— start of Material provided —

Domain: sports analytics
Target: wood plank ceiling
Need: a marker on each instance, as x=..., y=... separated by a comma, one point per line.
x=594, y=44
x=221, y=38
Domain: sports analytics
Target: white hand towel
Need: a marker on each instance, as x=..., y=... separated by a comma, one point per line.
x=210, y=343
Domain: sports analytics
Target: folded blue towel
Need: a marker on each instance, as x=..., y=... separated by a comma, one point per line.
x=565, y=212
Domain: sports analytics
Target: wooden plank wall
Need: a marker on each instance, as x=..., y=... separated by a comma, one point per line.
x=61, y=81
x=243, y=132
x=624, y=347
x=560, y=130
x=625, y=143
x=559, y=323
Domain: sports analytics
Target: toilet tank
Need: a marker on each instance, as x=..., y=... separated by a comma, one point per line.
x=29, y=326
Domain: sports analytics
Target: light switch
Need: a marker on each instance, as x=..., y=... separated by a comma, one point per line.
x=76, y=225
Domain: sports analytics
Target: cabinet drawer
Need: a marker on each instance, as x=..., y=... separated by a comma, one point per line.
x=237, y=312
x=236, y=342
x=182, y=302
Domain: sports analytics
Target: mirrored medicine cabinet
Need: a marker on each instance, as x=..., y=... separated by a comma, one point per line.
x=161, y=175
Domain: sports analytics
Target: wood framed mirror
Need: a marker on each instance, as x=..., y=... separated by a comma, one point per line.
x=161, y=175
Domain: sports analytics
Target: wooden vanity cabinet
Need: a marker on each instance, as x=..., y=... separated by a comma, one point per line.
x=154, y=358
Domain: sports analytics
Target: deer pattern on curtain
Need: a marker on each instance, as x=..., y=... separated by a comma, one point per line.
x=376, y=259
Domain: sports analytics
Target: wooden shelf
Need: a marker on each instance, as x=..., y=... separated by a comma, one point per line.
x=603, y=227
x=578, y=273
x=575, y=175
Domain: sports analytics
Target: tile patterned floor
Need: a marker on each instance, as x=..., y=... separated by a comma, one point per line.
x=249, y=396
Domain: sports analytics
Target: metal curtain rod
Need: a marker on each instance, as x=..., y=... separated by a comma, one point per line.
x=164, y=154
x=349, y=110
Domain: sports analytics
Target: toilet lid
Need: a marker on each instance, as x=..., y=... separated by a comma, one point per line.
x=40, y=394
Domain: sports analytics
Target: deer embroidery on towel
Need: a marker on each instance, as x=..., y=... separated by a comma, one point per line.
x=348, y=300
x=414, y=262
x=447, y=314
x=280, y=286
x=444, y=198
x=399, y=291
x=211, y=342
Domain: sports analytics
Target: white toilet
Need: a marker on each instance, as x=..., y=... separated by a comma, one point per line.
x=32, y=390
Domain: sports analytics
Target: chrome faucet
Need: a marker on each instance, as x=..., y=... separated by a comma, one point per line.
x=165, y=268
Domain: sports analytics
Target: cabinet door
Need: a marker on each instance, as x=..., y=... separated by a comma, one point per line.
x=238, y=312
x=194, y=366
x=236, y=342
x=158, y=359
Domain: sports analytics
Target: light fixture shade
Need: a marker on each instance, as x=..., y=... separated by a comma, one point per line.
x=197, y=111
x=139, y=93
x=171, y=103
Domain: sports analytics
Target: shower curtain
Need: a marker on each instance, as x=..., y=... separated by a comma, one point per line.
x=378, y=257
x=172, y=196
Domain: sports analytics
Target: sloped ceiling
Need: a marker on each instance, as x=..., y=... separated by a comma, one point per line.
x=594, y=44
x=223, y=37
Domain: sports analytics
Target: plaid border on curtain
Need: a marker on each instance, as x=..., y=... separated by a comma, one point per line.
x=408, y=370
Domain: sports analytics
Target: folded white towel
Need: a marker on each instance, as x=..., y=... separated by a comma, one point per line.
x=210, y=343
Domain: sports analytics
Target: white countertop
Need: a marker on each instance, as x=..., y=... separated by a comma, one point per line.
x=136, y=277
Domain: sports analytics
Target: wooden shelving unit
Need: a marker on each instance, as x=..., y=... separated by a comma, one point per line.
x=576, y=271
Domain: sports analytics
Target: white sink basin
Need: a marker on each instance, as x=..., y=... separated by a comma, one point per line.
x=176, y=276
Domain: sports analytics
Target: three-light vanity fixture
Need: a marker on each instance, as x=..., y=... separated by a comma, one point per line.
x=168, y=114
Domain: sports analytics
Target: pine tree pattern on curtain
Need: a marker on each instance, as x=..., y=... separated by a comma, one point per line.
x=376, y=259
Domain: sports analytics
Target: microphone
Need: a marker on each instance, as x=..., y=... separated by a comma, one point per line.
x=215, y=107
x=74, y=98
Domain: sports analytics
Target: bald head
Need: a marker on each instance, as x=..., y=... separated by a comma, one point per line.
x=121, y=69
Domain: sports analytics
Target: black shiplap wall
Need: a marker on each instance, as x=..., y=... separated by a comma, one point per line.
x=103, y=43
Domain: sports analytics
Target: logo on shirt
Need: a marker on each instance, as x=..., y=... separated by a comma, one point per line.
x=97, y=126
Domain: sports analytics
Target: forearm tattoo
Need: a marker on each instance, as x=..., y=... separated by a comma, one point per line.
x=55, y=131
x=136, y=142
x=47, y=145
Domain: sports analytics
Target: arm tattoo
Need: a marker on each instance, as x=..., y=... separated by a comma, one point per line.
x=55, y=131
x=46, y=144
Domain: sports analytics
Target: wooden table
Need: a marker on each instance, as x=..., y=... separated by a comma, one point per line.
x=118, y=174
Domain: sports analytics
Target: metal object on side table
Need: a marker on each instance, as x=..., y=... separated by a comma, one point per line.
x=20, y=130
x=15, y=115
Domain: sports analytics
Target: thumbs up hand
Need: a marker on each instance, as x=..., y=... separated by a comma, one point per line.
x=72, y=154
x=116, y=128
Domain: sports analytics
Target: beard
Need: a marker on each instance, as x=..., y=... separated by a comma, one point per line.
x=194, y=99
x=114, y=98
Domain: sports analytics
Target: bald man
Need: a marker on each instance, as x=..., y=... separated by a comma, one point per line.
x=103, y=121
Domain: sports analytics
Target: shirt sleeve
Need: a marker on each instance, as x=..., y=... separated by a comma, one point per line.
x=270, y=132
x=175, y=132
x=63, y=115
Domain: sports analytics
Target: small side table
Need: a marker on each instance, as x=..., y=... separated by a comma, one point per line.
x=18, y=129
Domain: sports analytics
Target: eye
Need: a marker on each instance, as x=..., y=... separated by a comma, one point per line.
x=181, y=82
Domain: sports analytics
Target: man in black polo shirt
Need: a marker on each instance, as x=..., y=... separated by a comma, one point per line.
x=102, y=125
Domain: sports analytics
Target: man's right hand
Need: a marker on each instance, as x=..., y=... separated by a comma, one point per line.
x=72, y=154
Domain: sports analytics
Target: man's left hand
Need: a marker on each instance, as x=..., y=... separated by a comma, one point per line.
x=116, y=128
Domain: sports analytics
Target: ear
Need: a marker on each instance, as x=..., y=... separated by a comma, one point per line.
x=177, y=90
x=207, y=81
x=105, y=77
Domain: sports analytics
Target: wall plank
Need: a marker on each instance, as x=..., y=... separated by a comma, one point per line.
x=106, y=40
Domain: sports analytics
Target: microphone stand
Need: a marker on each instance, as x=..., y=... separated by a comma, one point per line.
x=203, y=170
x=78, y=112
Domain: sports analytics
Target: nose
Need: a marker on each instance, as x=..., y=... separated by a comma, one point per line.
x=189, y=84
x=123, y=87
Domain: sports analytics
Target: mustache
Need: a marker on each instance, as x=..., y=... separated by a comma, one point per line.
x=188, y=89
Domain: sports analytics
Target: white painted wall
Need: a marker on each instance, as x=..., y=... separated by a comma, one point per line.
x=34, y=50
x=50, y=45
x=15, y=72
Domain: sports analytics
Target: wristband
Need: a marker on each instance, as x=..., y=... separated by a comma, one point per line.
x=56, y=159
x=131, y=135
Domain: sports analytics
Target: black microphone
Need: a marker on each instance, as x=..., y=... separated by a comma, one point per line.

— end of Material provided —
— start of Material provided —

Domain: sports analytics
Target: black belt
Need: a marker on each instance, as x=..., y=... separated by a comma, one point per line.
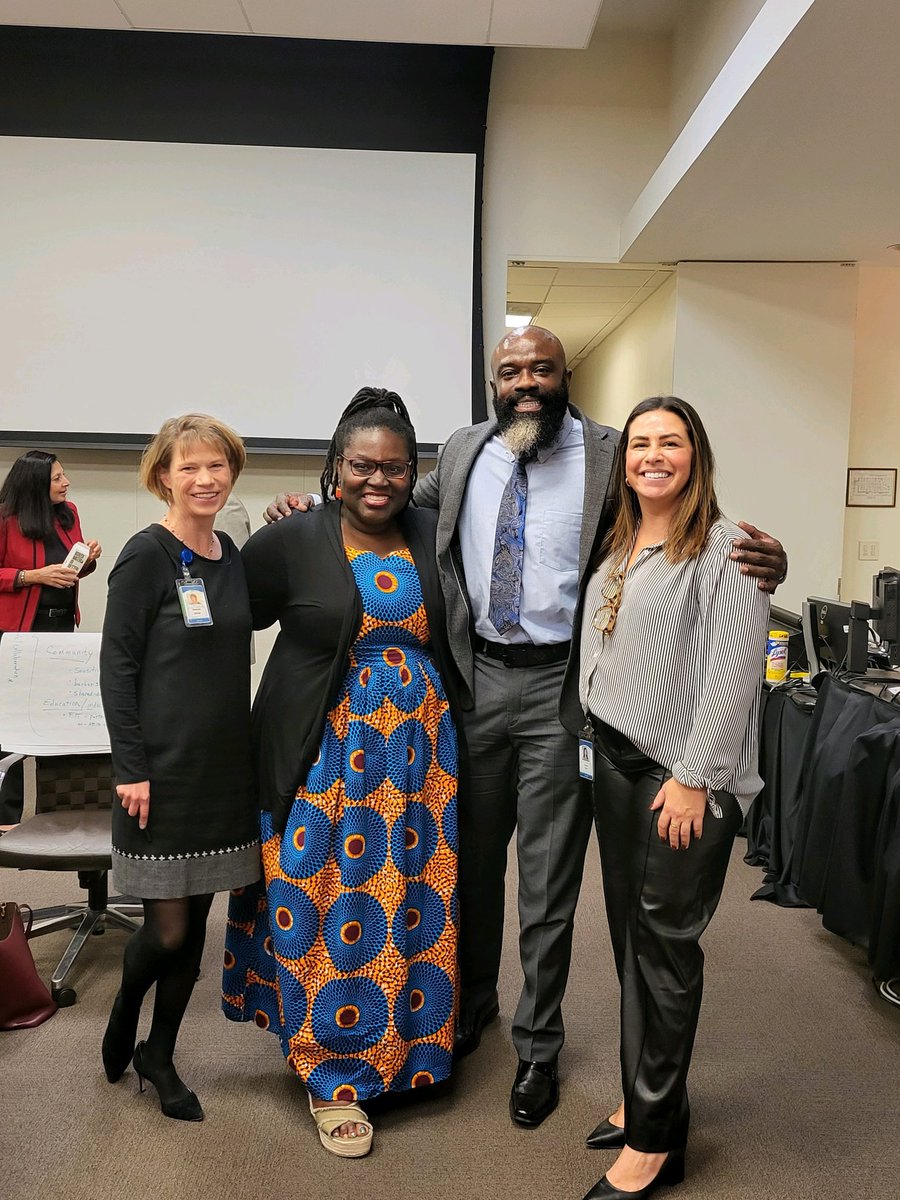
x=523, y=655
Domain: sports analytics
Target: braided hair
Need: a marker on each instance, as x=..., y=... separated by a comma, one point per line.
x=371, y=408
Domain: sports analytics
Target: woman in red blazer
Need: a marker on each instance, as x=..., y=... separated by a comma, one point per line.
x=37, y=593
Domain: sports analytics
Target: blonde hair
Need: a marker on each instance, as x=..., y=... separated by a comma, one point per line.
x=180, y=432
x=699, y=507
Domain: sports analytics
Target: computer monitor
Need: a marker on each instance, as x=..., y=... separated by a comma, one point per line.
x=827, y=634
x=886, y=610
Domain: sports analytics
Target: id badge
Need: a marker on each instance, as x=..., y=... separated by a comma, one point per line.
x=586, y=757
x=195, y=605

— end of Material provided —

__Problem to solve__.
Count the lines in the rows above that contain the string "folded", matching case exactly, and reply with only the number.

__Completed task__.
2